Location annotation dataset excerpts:
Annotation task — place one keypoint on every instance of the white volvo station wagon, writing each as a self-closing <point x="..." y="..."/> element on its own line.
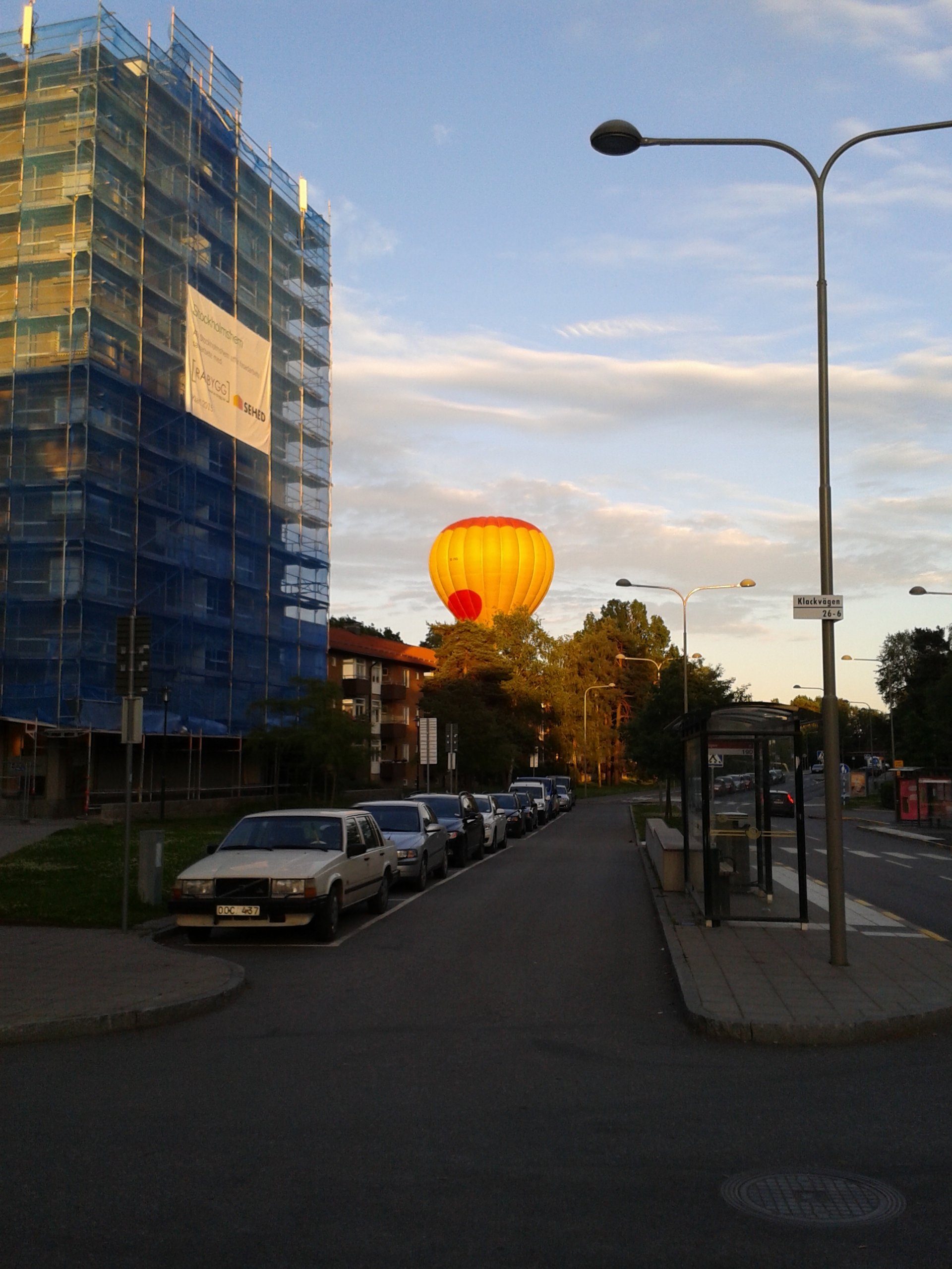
<point x="285" y="868"/>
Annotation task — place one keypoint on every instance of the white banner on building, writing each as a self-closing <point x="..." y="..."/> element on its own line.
<point x="228" y="372"/>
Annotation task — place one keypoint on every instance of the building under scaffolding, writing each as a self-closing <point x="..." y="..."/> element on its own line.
<point x="127" y="187"/>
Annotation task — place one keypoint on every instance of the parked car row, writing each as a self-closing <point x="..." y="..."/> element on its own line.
<point x="294" y="868"/>
<point x="722" y="786"/>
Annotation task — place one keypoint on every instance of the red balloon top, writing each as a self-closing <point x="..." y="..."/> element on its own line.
<point x="499" y="521"/>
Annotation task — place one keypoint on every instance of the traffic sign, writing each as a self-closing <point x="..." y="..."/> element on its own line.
<point x="134" y="645"/>
<point x="821" y="608"/>
<point x="428" y="741"/>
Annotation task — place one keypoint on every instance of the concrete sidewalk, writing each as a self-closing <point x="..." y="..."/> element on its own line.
<point x="61" y="982"/>
<point x="774" y="984"/>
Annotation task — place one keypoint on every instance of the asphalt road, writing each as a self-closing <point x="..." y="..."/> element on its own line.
<point x="494" y="1075"/>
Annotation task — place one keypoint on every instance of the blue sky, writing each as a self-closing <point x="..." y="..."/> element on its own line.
<point x="624" y="351"/>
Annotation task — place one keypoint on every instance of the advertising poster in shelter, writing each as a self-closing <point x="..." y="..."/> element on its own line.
<point x="228" y="373"/>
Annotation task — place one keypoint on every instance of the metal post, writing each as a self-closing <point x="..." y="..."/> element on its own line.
<point x="166" y="753"/>
<point x="127" y="703"/>
<point x="685" y="608"/>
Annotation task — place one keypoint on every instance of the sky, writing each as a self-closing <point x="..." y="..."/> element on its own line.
<point x="624" y="351"/>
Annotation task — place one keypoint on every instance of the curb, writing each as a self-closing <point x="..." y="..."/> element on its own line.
<point x="777" y="1033"/>
<point x="128" y="1020"/>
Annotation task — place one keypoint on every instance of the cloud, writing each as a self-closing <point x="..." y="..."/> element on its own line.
<point x="358" y="237"/>
<point x="918" y="37"/>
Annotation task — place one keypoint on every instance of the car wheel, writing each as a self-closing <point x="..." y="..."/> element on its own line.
<point x="424" y="875"/>
<point x="327" y="919"/>
<point x="379" y="903"/>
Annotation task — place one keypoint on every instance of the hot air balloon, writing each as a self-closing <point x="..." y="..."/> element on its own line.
<point x="490" y="564"/>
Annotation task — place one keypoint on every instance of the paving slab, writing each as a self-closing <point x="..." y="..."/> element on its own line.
<point x="772" y="982"/>
<point x="62" y="982"/>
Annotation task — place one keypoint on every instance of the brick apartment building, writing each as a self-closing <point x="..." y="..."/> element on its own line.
<point x="382" y="680"/>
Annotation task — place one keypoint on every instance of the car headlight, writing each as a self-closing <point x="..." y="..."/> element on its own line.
<point x="198" y="888"/>
<point x="287" y="888"/>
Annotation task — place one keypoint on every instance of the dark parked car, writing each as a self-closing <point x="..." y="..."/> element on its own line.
<point x="463" y="820"/>
<point x="782" y="802"/>
<point x="530" y="811"/>
<point x="515" y="819"/>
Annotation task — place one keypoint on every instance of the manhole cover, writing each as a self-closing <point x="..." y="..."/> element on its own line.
<point x="813" y="1198"/>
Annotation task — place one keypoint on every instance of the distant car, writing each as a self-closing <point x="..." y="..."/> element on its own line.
<point x="285" y="868"/>
<point x="547" y="784"/>
<point x="463" y="820"/>
<point x="494" y="820"/>
<point x="564" y="782"/>
<point x="782" y="802"/>
<point x="515" y="814"/>
<point x="418" y="836"/>
<point x="537" y="792"/>
<point x="530" y="811"/>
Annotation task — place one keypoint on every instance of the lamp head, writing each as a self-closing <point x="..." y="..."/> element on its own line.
<point x="616" y="137"/>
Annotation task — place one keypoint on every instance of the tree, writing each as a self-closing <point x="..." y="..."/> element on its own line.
<point x="658" y="752"/>
<point x="916" y="678"/>
<point x="315" y="739"/>
<point x="358" y="627"/>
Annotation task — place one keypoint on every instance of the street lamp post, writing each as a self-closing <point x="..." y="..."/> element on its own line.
<point x="619" y="137"/>
<point x="647" y="585"/>
<point x="651" y="660"/>
<point x="586" y="726"/>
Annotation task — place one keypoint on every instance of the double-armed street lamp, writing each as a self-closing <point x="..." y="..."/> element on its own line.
<point x="620" y="137"/>
<point x="595" y="687"/>
<point x="649" y="660"/>
<point x="648" y="585"/>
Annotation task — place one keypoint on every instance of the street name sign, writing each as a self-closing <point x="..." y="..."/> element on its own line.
<point x="821" y="608"/>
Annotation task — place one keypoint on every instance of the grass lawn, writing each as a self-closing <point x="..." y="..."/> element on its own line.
<point x="75" y="876"/>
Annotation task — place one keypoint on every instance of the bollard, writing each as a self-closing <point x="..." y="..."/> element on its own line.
<point x="150" y="866"/>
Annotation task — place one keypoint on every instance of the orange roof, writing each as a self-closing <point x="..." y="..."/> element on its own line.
<point x="341" y="640"/>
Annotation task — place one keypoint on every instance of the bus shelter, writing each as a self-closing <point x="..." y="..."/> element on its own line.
<point x="743" y="813"/>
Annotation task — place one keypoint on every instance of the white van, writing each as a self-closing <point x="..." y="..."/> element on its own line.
<point x="537" y="792"/>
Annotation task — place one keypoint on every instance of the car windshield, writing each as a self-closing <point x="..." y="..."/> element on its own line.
<point x="397" y="819"/>
<point x="285" y="833"/>
<point x="442" y="805"/>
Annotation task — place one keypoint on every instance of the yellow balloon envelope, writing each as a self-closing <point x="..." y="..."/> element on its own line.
<point x="490" y="564"/>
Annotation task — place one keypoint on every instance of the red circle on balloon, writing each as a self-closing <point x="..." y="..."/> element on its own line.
<point x="465" y="605"/>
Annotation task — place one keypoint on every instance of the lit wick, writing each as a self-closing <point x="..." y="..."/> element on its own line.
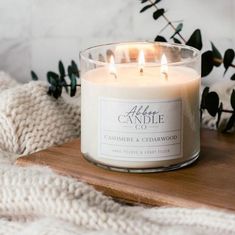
<point x="164" y="67"/>
<point x="141" y="62"/>
<point x="112" y="67"/>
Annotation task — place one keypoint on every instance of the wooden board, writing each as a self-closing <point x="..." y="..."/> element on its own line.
<point x="209" y="182"/>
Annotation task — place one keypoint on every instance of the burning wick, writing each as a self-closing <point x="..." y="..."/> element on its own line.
<point x="112" y="68"/>
<point x="164" y="67"/>
<point x="141" y="62"/>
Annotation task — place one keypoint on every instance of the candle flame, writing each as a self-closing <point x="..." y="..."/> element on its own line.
<point x="141" y="61"/>
<point x="112" y="67"/>
<point x="164" y="67"/>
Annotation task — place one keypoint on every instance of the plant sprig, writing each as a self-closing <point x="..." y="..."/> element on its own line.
<point x="211" y="58"/>
<point x="57" y="80"/>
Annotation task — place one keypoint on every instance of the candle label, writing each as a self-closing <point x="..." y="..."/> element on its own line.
<point x="140" y="130"/>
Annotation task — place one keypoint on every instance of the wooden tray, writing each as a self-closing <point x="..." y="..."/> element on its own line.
<point x="209" y="182"/>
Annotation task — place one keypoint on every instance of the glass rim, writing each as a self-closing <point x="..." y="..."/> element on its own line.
<point x="166" y="44"/>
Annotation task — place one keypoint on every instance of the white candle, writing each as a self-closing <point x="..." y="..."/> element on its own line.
<point x="140" y="117"/>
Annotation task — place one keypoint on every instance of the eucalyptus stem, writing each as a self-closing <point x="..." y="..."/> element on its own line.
<point x="169" y="22"/>
<point x="227" y="111"/>
<point x="221" y="61"/>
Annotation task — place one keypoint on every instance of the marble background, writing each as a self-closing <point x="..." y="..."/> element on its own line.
<point x="35" y="34"/>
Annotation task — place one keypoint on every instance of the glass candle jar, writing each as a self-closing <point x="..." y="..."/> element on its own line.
<point x="140" y="106"/>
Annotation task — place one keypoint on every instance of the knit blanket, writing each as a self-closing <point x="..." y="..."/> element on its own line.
<point x="37" y="201"/>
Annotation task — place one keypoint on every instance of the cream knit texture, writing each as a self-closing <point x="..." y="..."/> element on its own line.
<point x="30" y="120"/>
<point x="37" y="201"/>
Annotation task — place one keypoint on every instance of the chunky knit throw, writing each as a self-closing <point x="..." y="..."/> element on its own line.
<point x="36" y="201"/>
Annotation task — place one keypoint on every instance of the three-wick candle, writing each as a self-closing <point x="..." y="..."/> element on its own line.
<point x="137" y="115"/>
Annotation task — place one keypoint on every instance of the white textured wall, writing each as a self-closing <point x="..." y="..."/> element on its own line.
<point x="35" y="34"/>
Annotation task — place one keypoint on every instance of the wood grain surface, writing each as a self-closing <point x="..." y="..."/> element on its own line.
<point x="209" y="182"/>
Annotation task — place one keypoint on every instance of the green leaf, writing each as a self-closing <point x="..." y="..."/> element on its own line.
<point x="228" y="58"/>
<point x="158" y="13"/>
<point x="195" y="40"/>
<point x="212" y="103"/>
<point x="74" y="68"/>
<point x="61" y="69"/>
<point x="176" y="40"/>
<point x="149" y="6"/>
<point x="177" y="30"/>
<point x="160" y="39"/>
<point x="146" y="8"/>
<point x="207" y="63"/>
<point x="73" y="85"/>
<point x="230" y="123"/>
<point x="34" y="76"/>
<point x="53" y="78"/>
<point x="232" y="100"/>
<point x="233" y="77"/>
<point x="216" y="55"/>
<point x="101" y="58"/>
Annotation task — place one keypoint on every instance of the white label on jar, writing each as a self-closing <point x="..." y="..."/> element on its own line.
<point x="137" y="130"/>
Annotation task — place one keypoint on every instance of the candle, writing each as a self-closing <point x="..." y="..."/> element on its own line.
<point x="143" y="116"/>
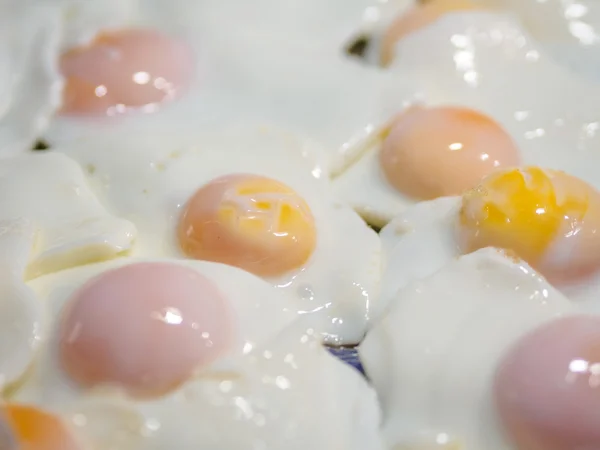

▸ **Given instruction**:
Please find every line above that contains the word "balloon" and copy each of those lines.

▸ **Finished exercise**:
Annotation task — place one keypoint on every instance of the red balloon top, writing each as a self-closing <point x="..." y="..."/> element on its own line.
Annotation task — place one keypoint on every instance of the hot air balloon, writing each as a self-closing <point x="..." y="..."/> element on its own line.
Annotation task — place one keypoint on every instance of the yellow balloon envelope, writing each as a self-closing <point x="..." y="..."/> element on its own line.
Annotation task — place one keypoint on every instance of the red circle on balloon, writing each as a self-closing <point x="..." y="..."/> element on its own line.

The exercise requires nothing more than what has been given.